- _OPDRACHT_: Werk de tekst over Bronsgeest bij door het deel dat begint met de woorden "In februari 1929" en eindigt met "Schmidt de tenorpartijen." opnieuw te geven. Vervang daarin elke keer "radio-uitzendingen" door "radio-uitvoeringen".
━━ GEGEVEN TEKST
In februari 1929 werd Bronsgeest voorgesteld aan de tenor Joseph Schmidt als wiens ontdekker hij zou gelden. Bronsgeest contracteerde hem voor de radio-uitzendingen en Schmidt maakte zijn radio-debuut op 18 april 1929 als Vasco da Gama in ‘L’Africaine’ van Meyerbeer. Zelf zong Bronsgeest ook nog regelmatig in radio-uitzendingen van opera’s. Zong was hij op 18 april 1929 te horen in L’Africaine’ van Meyerbeer, op 14 juni 1929 in ‘La Muette de Potici’ van Auber en op 10 en 11 oktober 1929 in ‘Louise’ van Charpentier. In alle uitvoeringen zong Joseph Schmidt de tenorpartijen.
━━━━
━━ GEGEVENSITEMS
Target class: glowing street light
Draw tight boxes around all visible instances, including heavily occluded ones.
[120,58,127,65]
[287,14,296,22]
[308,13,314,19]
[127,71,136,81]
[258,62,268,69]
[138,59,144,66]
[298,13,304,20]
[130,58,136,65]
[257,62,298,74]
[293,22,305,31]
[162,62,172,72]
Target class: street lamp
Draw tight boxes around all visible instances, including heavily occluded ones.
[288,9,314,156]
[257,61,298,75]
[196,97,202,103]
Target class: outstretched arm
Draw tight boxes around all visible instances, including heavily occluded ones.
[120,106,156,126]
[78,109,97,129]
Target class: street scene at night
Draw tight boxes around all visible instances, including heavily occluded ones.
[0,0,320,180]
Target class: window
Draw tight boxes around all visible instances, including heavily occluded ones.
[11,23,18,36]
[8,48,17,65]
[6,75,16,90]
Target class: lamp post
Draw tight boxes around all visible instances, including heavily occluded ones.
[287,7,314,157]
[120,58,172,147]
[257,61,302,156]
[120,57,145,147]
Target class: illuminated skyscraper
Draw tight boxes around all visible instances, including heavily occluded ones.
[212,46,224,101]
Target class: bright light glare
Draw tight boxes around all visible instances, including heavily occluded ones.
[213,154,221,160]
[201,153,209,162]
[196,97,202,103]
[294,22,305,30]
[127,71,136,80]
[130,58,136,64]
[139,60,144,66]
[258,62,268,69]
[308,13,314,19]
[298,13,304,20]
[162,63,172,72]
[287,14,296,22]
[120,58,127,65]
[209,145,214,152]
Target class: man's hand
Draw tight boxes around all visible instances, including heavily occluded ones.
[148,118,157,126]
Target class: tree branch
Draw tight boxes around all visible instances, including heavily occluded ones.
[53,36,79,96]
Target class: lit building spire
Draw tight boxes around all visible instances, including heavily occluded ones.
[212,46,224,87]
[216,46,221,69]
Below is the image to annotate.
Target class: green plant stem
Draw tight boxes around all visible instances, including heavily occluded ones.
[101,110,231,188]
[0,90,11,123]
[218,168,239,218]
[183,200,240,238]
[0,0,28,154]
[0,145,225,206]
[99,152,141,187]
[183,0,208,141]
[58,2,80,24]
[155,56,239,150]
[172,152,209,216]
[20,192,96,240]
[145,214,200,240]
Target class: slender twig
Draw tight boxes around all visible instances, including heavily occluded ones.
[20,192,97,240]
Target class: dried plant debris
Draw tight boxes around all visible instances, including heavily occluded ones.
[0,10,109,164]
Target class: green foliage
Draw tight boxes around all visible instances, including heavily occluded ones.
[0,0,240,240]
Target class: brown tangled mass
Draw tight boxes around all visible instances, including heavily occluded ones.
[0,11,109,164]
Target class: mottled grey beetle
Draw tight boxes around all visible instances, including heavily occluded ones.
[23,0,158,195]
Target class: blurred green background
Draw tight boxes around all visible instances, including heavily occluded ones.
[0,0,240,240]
━━━━
- _UITGEVOERDE OPDRACHT_:
In februari 1929 werd Bronsgeest voorgesteld aan de tenor Joseph Schmidt als wiens ontdekker hij zou gelden. Bronsgeest contracteerde hem voor de radio-uitvoeringen en Schmidt maakte zijn radio-debuut op 18 april 1929 als Vasco da Gama in ‘L’Africaine’ van Meyerbeer. Zelf zong Bronsgeest ook nog regelmatig in radio-uitvoeringen van opera’s. Zong was hij op 18 april 1929 te horen in L’Africaine’ van Meyerbeer, op 14 juni 1929 in ‘La Muette de Potici’ van Auber en op 10 en 11 oktober 1929 in ‘Louise’ van Charpentier. In alle uitvoeringen zong Joseph Schmidt de tenorpartijen.